EXERCISE OBJECTIVE:
The answer must be one number: the count of lines in the data below that include "blonde".

PROVIDED INFORMATION:
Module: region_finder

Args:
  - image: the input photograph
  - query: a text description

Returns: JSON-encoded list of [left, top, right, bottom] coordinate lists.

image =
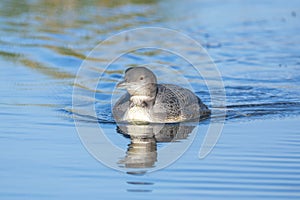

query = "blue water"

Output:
[[1, 0, 300, 199]]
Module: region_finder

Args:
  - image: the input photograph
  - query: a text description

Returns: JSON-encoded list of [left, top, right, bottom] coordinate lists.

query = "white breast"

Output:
[[123, 106, 152, 122]]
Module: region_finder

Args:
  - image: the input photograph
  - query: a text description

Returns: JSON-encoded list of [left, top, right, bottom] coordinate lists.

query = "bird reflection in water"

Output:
[[117, 123, 196, 169]]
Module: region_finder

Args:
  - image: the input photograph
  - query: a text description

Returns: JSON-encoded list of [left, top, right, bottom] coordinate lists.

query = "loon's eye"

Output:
[[140, 76, 144, 80]]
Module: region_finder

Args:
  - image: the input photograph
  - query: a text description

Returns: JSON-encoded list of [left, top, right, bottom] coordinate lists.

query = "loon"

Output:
[[113, 67, 210, 123]]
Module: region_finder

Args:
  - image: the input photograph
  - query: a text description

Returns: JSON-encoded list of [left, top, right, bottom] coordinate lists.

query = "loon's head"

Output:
[[117, 67, 157, 99]]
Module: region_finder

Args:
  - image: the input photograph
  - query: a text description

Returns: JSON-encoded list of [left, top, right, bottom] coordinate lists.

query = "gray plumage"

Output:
[[113, 67, 210, 123]]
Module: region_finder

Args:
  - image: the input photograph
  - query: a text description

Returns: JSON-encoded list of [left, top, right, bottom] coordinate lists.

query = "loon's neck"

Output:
[[125, 95, 155, 123], [128, 83, 157, 108], [130, 95, 155, 108]]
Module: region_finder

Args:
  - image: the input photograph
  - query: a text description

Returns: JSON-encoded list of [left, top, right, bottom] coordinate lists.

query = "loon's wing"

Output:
[[153, 84, 210, 122]]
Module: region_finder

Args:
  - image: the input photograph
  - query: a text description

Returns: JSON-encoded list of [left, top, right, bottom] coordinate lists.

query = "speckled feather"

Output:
[[113, 84, 210, 123]]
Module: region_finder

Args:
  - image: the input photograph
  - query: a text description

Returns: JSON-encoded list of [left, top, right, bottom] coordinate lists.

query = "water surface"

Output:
[[1, 0, 300, 199]]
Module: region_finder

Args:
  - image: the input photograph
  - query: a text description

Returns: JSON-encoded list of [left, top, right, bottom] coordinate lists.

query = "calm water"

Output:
[[1, 0, 300, 199]]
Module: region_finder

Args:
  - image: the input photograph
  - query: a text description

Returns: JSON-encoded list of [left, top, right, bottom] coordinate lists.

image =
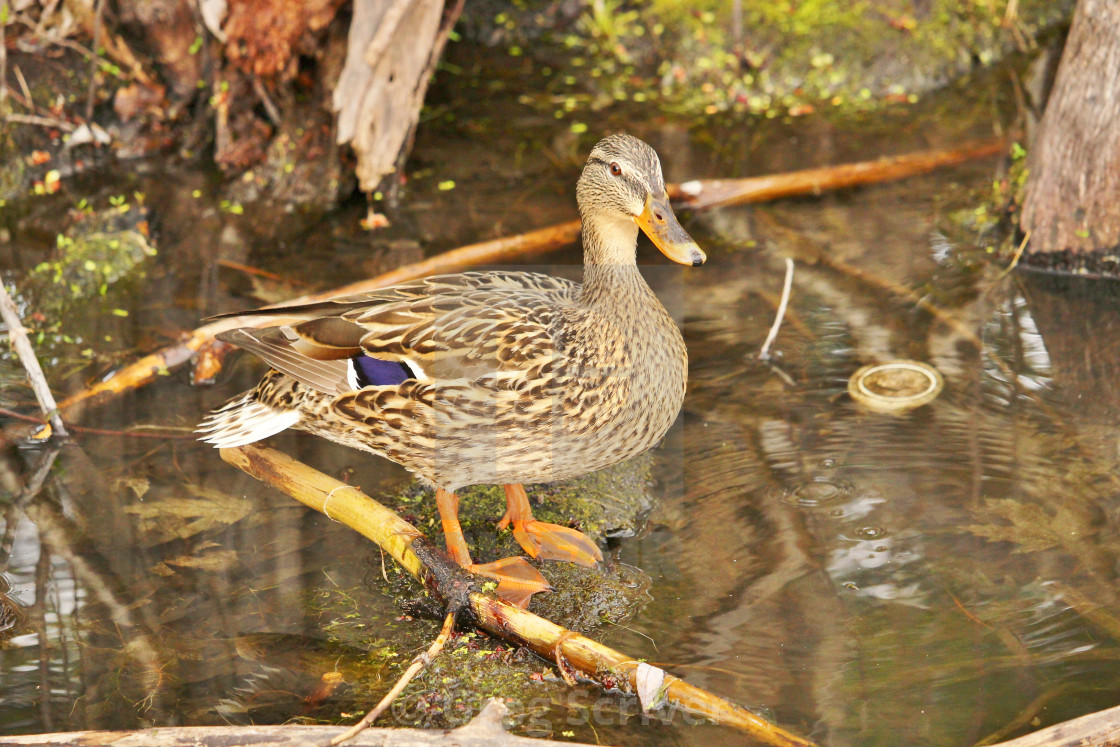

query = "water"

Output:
[[3, 46, 1120, 746]]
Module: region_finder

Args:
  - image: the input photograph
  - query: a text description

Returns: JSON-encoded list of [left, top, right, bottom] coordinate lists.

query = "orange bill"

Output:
[[634, 193, 707, 266]]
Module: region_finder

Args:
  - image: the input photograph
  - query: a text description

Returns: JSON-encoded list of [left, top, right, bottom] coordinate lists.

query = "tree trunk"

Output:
[[1020, 0, 1120, 274]]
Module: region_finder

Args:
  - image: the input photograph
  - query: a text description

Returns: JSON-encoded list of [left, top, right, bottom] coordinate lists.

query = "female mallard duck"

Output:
[[198, 134, 705, 607]]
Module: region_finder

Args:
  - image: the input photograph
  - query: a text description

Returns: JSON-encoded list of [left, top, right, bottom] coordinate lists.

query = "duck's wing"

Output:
[[215, 272, 582, 394], [207, 271, 577, 322], [216, 327, 354, 395], [345, 286, 572, 383]]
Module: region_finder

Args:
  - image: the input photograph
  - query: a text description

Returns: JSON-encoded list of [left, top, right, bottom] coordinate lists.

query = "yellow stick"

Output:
[[220, 444, 816, 747]]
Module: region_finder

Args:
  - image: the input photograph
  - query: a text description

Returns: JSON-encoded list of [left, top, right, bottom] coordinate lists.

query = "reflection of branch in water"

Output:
[[34, 543, 53, 730], [0, 574, 29, 643], [1049, 582, 1120, 644], [975, 681, 1078, 746], [0, 446, 62, 571], [28, 503, 168, 717], [0, 447, 170, 720], [0, 447, 60, 646]]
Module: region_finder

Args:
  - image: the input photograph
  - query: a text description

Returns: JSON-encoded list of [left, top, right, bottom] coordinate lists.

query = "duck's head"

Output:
[[576, 134, 706, 267]]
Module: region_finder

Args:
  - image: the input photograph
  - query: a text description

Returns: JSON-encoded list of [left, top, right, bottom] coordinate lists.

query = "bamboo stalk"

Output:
[[220, 443, 816, 747], [55, 139, 1005, 419]]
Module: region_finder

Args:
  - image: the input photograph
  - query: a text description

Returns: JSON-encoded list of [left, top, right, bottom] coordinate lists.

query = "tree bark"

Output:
[[1020, 0, 1120, 270], [333, 0, 462, 194]]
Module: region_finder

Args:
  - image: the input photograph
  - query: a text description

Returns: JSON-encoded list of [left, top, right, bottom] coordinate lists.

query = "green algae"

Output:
[[472, 0, 1073, 118]]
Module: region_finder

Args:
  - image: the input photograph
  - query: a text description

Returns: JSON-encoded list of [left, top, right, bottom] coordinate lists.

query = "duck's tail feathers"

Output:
[[196, 393, 301, 448]]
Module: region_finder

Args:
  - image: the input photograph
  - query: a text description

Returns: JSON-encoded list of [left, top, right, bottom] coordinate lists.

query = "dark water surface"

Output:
[[4, 49, 1120, 746]]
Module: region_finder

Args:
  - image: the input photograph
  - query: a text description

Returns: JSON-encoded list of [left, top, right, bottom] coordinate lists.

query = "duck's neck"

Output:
[[578, 214, 651, 308]]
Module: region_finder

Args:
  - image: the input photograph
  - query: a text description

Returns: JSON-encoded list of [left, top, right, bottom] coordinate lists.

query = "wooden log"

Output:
[[220, 443, 816, 747], [3, 697, 590, 746], [989, 702, 1120, 747]]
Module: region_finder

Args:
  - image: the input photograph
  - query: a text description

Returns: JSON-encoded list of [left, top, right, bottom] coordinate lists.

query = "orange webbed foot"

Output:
[[469, 556, 552, 608], [510, 519, 604, 567], [437, 488, 551, 608], [498, 484, 603, 567]]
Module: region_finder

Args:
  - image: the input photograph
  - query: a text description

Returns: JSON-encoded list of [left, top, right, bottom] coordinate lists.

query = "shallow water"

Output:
[[4, 45, 1120, 746]]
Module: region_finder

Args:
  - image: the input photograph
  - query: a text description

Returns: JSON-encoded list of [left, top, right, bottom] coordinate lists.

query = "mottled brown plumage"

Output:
[[198, 134, 705, 605]]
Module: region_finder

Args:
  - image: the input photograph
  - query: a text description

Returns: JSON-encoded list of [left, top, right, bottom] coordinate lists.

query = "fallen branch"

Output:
[[2, 112, 76, 132], [220, 443, 816, 747], [668, 138, 1006, 210], [54, 139, 1005, 420], [0, 282, 68, 437], [56, 220, 583, 419], [3, 697, 591, 746]]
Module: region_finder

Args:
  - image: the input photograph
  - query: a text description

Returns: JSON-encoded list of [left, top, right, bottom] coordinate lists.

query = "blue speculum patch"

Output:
[[354, 356, 411, 387]]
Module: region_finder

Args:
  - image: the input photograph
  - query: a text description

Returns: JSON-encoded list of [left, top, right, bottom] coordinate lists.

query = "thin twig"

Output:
[[0, 283, 68, 437], [997, 230, 1030, 280], [0, 407, 193, 439], [250, 76, 281, 127], [216, 259, 300, 284], [14, 64, 32, 112], [1, 1, 8, 111], [328, 611, 456, 746], [4, 84, 31, 112], [4, 113, 75, 132], [759, 258, 794, 361], [85, 0, 105, 121]]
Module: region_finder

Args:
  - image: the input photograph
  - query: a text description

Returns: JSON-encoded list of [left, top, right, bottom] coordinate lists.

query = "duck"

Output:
[[197, 134, 706, 607]]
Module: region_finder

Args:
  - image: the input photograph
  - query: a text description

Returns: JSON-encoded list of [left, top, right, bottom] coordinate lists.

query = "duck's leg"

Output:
[[497, 484, 603, 566], [435, 488, 551, 608]]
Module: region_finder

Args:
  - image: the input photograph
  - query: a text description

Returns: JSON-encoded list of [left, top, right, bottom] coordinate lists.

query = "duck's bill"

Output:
[[635, 194, 707, 266]]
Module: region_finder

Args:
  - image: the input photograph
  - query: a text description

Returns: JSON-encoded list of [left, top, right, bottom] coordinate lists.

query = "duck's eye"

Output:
[[609, 162, 622, 176]]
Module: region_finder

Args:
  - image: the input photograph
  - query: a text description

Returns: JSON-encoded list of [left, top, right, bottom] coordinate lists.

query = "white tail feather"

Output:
[[196, 394, 301, 448]]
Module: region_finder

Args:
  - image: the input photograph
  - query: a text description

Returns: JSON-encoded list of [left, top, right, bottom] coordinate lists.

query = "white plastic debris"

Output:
[[635, 661, 669, 712]]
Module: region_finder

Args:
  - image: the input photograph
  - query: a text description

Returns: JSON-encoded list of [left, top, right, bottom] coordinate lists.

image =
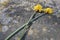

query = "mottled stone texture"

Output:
[[0, 0, 60, 40]]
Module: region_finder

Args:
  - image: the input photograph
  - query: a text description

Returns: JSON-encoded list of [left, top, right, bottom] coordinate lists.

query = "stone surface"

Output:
[[0, 0, 60, 40]]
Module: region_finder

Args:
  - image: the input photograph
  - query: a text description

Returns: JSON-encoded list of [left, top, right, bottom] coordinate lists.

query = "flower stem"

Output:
[[5, 12, 46, 40], [5, 11, 36, 40]]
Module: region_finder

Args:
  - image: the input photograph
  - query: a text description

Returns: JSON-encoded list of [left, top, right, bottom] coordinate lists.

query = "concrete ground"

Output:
[[0, 0, 60, 40]]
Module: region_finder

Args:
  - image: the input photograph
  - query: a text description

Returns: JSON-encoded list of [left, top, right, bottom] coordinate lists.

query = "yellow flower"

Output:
[[43, 8, 53, 14], [33, 4, 43, 12]]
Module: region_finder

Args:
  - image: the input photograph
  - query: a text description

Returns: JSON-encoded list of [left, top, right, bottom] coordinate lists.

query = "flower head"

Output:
[[43, 8, 53, 14], [33, 4, 43, 12]]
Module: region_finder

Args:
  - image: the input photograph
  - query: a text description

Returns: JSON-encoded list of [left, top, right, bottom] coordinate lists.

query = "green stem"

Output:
[[30, 13, 46, 23], [27, 11, 37, 24], [5, 12, 46, 40], [5, 12, 36, 40], [19, 25, 28, 40], [19, 13, 46, 40], [5, 23, 28, 40]]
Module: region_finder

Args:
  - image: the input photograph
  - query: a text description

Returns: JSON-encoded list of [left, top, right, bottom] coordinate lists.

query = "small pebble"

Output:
[[28, 29, 33, 36], [54, 22, 58, 25], [50, 38, 54, 40], [13, 20, 19, 23], [9, 25, 11, 27], [42, 27, 47, 32], [2, 26, 8, 32], [15, 37, 20, 40]]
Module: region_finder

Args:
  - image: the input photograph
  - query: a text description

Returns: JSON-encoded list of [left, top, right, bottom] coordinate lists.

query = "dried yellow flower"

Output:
[[33, 4, 43, 12], [43, 8, 53, 14]]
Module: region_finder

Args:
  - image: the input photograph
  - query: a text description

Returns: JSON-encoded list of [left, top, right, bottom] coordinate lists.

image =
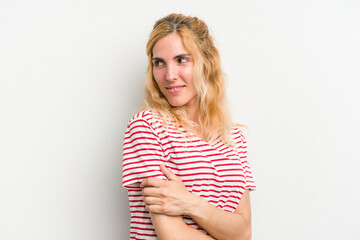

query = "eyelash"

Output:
[[153, 61, 164, 67], [177, 57, 188, 63], [153, 57, 190, 67]]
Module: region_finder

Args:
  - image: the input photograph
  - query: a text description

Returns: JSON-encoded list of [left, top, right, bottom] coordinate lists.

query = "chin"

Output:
[[169, 103, 183, 107], [168, 100, 185, 108]]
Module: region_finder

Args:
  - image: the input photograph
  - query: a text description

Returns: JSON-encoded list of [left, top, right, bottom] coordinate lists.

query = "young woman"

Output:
[[122, 13, 256, 240]]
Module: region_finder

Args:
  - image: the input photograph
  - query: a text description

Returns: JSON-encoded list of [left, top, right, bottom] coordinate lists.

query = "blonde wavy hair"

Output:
[[144, 13, 233, 143]]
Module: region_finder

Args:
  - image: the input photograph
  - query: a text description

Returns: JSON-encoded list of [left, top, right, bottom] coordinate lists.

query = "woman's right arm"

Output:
[[142, 165, 252, 240], [123, 113, 213, 239], [150, 213, 214, 240]]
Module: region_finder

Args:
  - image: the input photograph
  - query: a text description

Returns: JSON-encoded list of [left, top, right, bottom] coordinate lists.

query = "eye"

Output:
[[177, 58, 188, 63], [153, 60, 164, 67]]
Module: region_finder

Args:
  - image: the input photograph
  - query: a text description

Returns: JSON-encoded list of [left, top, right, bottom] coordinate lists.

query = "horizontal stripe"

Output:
[[122, 110, 256, 239]]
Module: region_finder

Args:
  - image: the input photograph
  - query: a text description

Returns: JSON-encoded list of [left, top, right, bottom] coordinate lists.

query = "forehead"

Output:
[[152, 33, 189, 57]]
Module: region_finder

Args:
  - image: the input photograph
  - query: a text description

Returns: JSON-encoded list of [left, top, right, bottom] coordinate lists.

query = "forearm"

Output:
[[150, 213, 214, 240], [186, 193, 251, 240], [142, 166, 252, 240]]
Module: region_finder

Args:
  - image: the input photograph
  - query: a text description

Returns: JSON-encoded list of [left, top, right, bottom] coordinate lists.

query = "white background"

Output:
[[1, 0, 360, 239]]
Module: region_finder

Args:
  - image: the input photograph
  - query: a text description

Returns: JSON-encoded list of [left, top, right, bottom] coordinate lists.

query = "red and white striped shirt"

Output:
[[122, 110, 256, 240]]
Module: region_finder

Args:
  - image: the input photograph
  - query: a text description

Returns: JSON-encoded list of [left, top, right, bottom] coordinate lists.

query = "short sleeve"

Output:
[[233, 128, 256, 190], [122, 114, 167, 188]]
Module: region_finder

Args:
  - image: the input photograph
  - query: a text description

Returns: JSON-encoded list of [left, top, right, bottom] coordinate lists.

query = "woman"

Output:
[[122, 13, 256, 240]]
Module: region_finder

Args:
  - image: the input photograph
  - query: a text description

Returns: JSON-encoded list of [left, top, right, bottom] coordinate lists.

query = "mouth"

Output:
[[165, 85, 185, 94]]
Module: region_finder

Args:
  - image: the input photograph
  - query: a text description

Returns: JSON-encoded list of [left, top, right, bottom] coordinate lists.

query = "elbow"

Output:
[[233, 220, 252, 240], [243, 229, 252, 240], [242, 221, 252, 240], [241, 224, 252, 240], [225, 229, 251, 240], [240, 213, 252, 240], [233, 230, 251, 240]]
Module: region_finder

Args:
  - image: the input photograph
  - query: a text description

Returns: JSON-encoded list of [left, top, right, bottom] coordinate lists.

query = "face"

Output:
[[152, 33, 198, 111]]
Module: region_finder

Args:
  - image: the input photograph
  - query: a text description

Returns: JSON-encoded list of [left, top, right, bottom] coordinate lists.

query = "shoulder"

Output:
[[231, 125, 248, 146], [128, 109, 158, 122], [127, 109, 164, 131]]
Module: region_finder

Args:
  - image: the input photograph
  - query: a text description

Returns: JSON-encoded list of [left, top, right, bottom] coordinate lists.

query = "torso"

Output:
[[122, 110, 255, 239]]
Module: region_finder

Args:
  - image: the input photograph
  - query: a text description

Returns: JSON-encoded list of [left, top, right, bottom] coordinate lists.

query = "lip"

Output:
[[165, 85, 185, 94]]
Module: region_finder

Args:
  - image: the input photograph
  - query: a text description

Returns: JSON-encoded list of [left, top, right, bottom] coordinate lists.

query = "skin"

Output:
[[142, 32, 252, 240], [152, 33, 198, 122], [141, 165, 252, 240]]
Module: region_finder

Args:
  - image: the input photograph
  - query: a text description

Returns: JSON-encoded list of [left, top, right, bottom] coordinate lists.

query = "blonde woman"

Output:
[[122, 13, 256, 240]]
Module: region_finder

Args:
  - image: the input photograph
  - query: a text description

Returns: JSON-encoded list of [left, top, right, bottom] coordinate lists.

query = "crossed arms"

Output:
[[141, 164, 252, 240]]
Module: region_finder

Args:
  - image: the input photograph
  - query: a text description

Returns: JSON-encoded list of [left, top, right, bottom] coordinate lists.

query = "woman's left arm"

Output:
[[141, 164, 252, 240], [189, 189, 252, 240]]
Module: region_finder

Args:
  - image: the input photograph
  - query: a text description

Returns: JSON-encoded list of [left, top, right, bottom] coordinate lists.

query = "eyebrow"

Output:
[[152, 54, 191, 61]]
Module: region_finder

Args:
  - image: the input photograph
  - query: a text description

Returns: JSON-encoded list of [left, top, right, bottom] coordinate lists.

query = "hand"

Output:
[[140, 164, 197, 216]]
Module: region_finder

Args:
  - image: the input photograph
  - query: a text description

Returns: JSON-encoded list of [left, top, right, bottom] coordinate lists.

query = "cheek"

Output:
[[181, 67, 194, 82], [153, 69, 165, 84]]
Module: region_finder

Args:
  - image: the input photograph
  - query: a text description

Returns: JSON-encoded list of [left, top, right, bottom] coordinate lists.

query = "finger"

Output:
[[160, 163, 181, 182], [145, 203, 167, 214], [142, 187, 163, 198], [141, 177, 167, 188], [143, 196, 164, 205]]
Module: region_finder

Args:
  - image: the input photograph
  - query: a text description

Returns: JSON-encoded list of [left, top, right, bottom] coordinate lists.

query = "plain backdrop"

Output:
[[1, 0, 360, 239]]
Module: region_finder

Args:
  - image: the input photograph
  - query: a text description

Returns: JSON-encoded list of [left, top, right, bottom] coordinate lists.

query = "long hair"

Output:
[[144, 13, 233, 143]]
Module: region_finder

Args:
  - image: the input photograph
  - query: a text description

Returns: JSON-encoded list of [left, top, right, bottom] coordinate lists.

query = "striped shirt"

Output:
[[122, 110, 256, 240]]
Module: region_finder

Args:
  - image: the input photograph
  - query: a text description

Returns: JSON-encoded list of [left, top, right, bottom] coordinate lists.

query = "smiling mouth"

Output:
[[166, 85, 185, 93]]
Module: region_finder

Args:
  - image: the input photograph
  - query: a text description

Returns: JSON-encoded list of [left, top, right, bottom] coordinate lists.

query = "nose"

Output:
[[166, 63, 178, 81]]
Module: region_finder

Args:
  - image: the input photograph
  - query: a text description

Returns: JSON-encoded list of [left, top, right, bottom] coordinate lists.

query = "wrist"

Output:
[[184, 192, 213, 219], [183, 192, 201, 216]]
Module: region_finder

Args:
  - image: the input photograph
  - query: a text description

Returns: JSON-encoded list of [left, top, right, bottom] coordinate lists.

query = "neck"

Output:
[[186, 106, 206, 140], [186, 105, 198, 123]]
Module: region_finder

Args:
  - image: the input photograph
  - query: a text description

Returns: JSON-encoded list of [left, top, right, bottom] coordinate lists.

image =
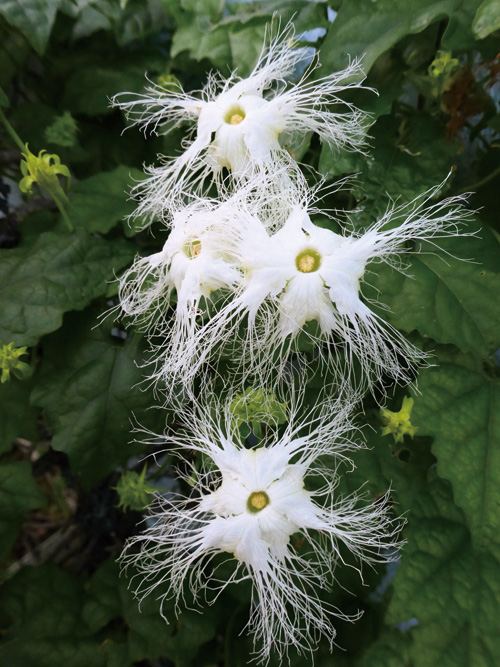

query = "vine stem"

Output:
[[0, 108, 26, 153], [451, 163, 500, 196]]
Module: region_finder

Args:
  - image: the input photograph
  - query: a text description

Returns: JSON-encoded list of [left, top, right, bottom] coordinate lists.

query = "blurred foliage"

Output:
[[0, 0, 499, 665]]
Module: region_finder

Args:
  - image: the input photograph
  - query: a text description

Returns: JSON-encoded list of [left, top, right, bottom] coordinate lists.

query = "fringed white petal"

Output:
[[121, 391, 403, 663], [111, 21, 370, 224]]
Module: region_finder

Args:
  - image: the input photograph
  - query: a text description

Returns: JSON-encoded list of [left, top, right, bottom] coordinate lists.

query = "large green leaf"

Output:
[[386, 477, 500, 667], [69, 167, 144, 234], [0, 0, 62, 55], [0, 563, 105, 667], [411, 349, 500, 555], [0, 461, 46, 563], [320, 113, 458, 196], [30, 309, 165, 490], [354, 630, 412, 667], [171, 21, 233, 68], [320, 0, 477, 74], [171, 0, 325, 73], [472, 0, 500, 38], [0, 231, 134, 347], [62, 63, 151, 116], [83, 560, 217, 666], [360, 114, 459, 213], [365, 223, 500, 358]]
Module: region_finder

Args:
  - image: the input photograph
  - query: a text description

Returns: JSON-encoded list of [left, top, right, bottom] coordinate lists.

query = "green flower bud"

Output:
[[0, 343, 31, 383], [428, 50, 460, 80], [380, 396, 418, 444], [45, 111, 79, 148], [19, 145, 71, 197], [230, 387, 288, 437], [113, 466, 163, 512]]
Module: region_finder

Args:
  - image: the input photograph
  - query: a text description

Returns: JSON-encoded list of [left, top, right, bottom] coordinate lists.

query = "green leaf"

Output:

REPLY TO THE EXERCISE:
2